_Passage_
════════════════
Commodore Greg Yorke, AM, CSC, Chair

(Appointed 15 February 2022)

Greg Yorke, AM, CSC, was appointed Chair, VVC in February 2022. Greg is a part time member of the Royal Australian Navy (RAN) and holds the position of Senior Naval Officer Victoria. He brings a wealth of experience in the RAN and the Department of Defence to the position of Chair.

Greg Yorke joined the RAN in January 1974, rising to the rank of Commodore in June 2016 and has worked as a Principal Warfare Officer in the Executive Branch. He has completed many sea postings, including exchange in HMS Liverpool, and two successful commands on HMAS Gladstone, a Fremantle Class Patrol Boat, and HMAS Arunta, an ANZAC Class Frigate.

He was awarded a Conspicuous Service Cross for his leadership role as Chief Staff Officer (Operations) Maritime Headquarters during Operation Falconer (Iraq 2) in 2003, and was appointed as a Member of the Order of Australia in the 2022 Queen’s Birthday Honours.

Greg also had a successful second career as a management consultant during a ten-year absence from the RAN. He has been a non-Executive Director on the Board of the Australian National Veterans Arts Museum (ANVAM) since 2017. ANVAM is a national cultural institution, a veteran-led charity with the mission to promote the wellbeing of the veteran community through facilitated arts programs. 

Lieutenant Commander Pelagia Markogiannakis, Deputy Chair

(Appointed 6 February 2018, appointed Deputy Chair 29 January 2020)

Pela has been an RAN Reservist since 1986 and has attained the rank of Lieutenant Commander. She has had a variety of logistics, engineering and infrastructure related roles.

Pela is an engineer and certified project professional. She has been the Aide-de-Camp in Waiting to His Excellency the Governor of New South Wales, and His Excellency the Administrator of the Commonwealth of Australia.

Pela holds the executive infrastructure operations role with Amazon Web Services for Australia and New Zealand.
════════════════
_Extracted data_
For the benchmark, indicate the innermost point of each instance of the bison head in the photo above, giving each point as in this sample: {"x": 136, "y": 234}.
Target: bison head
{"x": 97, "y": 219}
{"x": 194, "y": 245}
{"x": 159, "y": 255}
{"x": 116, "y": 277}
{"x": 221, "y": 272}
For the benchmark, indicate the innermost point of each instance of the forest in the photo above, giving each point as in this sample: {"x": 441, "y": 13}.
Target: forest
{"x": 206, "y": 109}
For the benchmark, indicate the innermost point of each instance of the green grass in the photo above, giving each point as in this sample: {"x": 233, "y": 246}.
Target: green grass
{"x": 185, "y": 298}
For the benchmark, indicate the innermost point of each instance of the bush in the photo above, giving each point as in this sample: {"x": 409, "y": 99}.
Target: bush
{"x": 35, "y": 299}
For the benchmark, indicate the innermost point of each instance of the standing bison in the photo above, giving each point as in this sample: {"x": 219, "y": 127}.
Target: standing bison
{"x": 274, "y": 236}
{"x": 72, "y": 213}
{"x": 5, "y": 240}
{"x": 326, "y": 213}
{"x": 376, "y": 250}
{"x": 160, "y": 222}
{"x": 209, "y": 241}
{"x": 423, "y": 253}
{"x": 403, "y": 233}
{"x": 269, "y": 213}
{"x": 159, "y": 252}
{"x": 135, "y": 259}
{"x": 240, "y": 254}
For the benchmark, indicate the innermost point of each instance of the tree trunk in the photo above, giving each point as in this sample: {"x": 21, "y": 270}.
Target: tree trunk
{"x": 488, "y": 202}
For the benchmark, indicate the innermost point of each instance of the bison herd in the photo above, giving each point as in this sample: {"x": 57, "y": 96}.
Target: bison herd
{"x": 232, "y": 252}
════════════════
_Directions_
1. Reproduce the passage of the board member profiles that opens with the words containing "Commodore Greg Yorke, AM, CSC, Chair" and closes with "position of Chair.".
2. According to the board member profiles, since what year has Greg Yorke served on the Board of the Australian National Veterans Arts Museum?
3. Render this sentence from the board member profiles in Spanish: "Pela is an engineer and certified project professional."
The rows are separate material with no connection to the board member profiles.

_Answers given_
1.
Commodore Greg Yorke, AM, CSC, Chair

(Appointed 15 February 2022)

Greg Yorke, AM, CSC, was appointed Chair, VVC in February 2022. Greg is a part time member of the Royal Australian Navy (RAN) and holds the position of Senior Naval Officer Victoria. He brings a wealth of experience in the RAN and the Department of Defence to the position of Chair.

2. 2017

3. Pela es ingeniera y profesional de proyectos certificada.